▸ **Given problem**: Count the lines in the records below that contain the word "shirt". Reply with only that number.

▸ **Stored rows**:
☆ ☆ ☆

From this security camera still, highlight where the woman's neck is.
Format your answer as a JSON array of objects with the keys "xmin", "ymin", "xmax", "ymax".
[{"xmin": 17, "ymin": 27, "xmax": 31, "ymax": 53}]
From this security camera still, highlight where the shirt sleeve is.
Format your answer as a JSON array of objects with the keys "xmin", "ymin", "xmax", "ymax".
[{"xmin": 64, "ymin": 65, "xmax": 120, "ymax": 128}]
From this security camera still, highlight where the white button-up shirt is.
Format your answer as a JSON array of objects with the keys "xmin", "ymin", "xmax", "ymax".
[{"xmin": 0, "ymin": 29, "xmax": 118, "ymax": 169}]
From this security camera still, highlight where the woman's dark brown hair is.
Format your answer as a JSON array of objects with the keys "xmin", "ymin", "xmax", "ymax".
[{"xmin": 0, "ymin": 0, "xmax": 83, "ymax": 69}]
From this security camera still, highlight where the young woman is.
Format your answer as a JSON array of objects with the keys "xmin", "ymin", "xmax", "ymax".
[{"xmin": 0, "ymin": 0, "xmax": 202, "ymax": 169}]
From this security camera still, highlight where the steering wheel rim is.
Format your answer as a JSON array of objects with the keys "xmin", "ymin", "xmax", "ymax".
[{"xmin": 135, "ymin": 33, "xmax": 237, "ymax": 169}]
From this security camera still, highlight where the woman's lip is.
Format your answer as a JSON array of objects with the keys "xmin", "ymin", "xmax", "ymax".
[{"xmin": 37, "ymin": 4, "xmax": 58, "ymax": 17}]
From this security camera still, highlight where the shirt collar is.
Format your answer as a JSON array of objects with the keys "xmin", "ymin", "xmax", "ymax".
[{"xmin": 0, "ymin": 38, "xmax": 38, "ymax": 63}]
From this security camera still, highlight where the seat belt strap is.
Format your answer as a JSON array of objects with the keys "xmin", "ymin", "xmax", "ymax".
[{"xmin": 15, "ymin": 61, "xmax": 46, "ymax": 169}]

☆ ☆ ☆

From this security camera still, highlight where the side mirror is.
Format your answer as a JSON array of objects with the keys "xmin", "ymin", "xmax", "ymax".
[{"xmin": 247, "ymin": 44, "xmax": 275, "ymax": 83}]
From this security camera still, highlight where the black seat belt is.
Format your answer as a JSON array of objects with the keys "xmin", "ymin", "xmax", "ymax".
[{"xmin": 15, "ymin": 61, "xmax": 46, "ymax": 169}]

☆ ☆ ☆

▸ **Exercise answer**: 3